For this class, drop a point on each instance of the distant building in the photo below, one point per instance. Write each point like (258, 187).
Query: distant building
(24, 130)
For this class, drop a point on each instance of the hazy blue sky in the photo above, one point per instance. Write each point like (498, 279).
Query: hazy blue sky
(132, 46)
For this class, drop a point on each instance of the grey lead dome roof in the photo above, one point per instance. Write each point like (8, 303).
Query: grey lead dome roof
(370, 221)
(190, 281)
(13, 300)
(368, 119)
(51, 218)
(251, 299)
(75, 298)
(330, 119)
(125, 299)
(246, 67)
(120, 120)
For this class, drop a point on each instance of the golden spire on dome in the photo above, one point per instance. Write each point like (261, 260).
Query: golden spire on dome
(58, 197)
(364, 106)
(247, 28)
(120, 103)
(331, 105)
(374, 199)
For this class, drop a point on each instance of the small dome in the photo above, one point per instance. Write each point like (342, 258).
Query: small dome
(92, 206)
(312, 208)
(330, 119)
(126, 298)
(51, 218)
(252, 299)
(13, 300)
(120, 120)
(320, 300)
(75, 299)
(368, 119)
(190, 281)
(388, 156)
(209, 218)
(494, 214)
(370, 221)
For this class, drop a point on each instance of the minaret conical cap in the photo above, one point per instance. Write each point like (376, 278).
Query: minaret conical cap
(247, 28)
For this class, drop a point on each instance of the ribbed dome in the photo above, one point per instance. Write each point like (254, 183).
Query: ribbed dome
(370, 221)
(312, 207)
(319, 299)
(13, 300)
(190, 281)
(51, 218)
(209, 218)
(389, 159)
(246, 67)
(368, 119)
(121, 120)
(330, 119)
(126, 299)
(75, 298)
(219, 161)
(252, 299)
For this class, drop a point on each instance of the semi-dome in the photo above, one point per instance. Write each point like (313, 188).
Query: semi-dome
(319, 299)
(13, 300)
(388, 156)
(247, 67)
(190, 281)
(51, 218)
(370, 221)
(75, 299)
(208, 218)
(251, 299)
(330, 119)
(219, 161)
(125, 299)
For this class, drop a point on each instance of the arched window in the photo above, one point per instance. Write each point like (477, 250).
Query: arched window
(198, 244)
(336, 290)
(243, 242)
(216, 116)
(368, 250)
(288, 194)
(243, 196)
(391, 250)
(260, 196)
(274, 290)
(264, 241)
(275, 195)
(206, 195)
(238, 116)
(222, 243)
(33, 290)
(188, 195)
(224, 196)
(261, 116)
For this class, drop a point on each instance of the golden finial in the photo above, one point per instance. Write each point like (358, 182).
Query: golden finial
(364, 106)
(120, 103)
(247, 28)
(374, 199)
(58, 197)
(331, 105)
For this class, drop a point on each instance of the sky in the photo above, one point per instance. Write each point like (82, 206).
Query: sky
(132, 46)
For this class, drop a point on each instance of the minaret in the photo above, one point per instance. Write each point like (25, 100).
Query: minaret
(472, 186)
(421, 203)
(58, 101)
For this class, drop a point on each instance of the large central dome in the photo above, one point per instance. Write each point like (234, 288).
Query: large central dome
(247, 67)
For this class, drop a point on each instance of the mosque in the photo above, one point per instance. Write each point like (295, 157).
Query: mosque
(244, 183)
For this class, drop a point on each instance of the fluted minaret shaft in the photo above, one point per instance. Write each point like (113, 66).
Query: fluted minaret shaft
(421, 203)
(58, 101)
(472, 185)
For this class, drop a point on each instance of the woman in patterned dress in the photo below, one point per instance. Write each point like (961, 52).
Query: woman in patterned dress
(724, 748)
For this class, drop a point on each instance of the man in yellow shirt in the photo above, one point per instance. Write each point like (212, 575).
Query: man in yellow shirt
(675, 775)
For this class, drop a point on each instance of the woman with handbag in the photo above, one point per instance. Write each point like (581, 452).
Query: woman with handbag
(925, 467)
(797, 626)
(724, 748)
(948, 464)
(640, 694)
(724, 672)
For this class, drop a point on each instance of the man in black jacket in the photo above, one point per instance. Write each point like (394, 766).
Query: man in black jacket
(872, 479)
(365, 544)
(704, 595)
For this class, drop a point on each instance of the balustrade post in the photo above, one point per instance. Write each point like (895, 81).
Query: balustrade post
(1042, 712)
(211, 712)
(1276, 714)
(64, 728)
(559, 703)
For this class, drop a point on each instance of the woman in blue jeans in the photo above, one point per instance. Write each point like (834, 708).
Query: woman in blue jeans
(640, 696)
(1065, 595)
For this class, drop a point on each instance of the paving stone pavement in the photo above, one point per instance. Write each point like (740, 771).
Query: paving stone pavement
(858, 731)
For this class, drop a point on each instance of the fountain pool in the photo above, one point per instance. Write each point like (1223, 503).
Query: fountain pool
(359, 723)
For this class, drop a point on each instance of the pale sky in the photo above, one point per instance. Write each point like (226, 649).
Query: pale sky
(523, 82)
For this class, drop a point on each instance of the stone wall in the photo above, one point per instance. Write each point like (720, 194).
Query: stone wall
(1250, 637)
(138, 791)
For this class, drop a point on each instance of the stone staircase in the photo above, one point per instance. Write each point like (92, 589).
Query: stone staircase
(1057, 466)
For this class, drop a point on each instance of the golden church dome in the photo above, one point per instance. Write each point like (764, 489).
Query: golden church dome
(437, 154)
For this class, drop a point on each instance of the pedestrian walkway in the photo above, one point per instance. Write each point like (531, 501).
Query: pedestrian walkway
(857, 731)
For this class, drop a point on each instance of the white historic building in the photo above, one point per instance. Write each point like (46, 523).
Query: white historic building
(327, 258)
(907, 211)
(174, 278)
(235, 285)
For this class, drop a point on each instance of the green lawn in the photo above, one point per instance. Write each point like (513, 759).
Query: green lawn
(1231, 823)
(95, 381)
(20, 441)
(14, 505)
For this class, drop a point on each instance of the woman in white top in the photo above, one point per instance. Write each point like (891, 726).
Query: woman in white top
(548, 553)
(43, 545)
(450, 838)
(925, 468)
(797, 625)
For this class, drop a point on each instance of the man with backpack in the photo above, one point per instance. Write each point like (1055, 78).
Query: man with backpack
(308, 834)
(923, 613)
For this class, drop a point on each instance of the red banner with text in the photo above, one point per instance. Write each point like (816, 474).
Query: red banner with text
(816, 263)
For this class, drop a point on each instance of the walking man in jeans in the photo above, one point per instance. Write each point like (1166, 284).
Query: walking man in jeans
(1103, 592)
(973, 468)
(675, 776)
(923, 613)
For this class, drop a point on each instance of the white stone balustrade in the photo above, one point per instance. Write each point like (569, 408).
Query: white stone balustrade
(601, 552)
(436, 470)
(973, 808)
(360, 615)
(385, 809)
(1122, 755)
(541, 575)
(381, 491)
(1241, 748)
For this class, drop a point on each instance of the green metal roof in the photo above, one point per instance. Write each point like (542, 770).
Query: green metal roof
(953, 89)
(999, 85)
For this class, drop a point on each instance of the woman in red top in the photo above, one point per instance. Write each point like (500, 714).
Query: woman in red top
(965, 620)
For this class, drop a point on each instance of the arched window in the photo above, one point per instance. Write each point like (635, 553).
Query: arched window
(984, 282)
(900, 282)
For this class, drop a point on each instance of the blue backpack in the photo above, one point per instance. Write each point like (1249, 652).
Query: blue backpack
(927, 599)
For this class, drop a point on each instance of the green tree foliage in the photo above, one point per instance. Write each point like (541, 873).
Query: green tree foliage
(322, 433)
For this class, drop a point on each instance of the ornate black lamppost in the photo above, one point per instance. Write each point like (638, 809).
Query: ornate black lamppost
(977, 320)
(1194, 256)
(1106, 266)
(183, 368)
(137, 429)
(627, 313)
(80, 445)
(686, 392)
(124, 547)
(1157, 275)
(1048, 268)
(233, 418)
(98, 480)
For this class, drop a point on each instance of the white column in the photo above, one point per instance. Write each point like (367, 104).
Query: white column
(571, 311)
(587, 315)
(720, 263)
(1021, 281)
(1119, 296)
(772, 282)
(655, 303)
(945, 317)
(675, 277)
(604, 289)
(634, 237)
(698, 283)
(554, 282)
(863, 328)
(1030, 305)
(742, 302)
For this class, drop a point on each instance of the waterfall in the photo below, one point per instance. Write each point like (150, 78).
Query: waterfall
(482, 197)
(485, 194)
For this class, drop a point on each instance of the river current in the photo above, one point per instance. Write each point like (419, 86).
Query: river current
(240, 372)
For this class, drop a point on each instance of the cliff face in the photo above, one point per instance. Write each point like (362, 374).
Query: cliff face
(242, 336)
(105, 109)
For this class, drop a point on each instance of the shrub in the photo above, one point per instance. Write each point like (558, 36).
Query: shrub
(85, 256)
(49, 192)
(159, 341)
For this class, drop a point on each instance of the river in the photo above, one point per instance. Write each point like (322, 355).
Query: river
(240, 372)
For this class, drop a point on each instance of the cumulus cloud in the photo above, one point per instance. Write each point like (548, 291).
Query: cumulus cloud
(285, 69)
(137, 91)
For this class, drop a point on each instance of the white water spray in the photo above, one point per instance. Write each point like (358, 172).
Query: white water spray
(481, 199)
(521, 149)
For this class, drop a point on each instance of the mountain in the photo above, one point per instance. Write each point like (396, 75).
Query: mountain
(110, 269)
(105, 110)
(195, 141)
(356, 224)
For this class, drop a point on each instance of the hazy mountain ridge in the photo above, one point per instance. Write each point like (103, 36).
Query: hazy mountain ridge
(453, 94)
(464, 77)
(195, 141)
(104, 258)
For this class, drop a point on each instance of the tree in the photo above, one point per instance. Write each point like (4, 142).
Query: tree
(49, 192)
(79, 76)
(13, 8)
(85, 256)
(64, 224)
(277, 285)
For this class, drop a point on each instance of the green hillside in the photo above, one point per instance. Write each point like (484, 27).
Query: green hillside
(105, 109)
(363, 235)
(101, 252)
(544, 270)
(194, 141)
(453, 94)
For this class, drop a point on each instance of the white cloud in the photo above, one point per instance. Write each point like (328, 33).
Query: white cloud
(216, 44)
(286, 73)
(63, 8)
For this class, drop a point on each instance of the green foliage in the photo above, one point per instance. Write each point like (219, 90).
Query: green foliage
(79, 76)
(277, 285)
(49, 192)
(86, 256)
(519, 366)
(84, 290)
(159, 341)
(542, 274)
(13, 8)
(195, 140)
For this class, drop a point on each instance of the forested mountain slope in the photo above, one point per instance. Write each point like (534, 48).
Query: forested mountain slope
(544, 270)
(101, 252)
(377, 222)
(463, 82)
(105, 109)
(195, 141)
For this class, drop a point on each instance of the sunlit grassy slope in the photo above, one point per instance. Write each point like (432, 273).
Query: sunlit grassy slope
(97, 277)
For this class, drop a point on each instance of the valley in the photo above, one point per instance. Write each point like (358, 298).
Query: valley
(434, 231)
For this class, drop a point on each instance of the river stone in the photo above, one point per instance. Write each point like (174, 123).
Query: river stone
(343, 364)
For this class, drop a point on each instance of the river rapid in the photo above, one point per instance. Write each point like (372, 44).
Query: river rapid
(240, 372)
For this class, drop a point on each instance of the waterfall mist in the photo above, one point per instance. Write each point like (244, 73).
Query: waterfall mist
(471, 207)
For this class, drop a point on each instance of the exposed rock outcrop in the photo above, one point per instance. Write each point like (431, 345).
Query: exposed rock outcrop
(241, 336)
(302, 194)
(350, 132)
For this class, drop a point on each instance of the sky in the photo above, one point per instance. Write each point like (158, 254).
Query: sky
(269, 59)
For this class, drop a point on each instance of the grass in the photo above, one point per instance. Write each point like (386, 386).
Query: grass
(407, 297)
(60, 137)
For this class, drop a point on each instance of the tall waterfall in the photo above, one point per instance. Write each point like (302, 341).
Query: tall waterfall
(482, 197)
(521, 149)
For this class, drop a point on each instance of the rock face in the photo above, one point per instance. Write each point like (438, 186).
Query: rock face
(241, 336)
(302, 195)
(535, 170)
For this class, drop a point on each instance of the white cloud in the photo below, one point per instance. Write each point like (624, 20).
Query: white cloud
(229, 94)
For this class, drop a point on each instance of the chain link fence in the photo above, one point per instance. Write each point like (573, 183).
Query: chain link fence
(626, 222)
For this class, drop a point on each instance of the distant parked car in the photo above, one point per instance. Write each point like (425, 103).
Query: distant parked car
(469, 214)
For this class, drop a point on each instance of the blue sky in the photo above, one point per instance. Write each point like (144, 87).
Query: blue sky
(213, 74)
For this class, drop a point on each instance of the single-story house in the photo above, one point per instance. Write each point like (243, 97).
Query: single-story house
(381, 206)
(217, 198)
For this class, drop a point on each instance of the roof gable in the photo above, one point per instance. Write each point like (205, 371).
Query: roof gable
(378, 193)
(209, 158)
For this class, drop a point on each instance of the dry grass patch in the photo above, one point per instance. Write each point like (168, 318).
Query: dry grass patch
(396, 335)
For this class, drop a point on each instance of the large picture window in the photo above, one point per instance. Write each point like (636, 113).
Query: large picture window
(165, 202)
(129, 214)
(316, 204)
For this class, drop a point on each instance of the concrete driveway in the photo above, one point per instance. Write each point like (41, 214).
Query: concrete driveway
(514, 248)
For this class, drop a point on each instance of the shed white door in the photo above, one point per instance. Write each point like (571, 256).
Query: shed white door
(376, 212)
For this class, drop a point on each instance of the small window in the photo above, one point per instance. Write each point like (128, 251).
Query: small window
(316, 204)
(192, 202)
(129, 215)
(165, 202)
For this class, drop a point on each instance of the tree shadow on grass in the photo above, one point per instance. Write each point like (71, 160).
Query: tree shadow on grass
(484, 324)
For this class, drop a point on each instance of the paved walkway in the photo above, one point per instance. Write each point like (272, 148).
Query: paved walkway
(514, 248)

* * *

Stated exercise
Reproduce, word for word, only the lines from the one that contains "like (128, 251)." through the final line.

Solution for this exercise
For this class, drop a point on each instance of the small window in the photo above, one point per instance. Write each point like (128, 251).
Query: small window
(316, 204)
(192, 202)
(129, 215)
(165, 202)
For this class, drop a point on each instance of the tree shadow on grass in the photo above, one point per instance. Write each point like (71, 160).
Query: tree shadow on grass
(484, 324)
For this class, drop a point on each instance of the paved walkway in the photo above, one point per instance. Write each point like (272, 148).
Query: paved walkway
(514, 248)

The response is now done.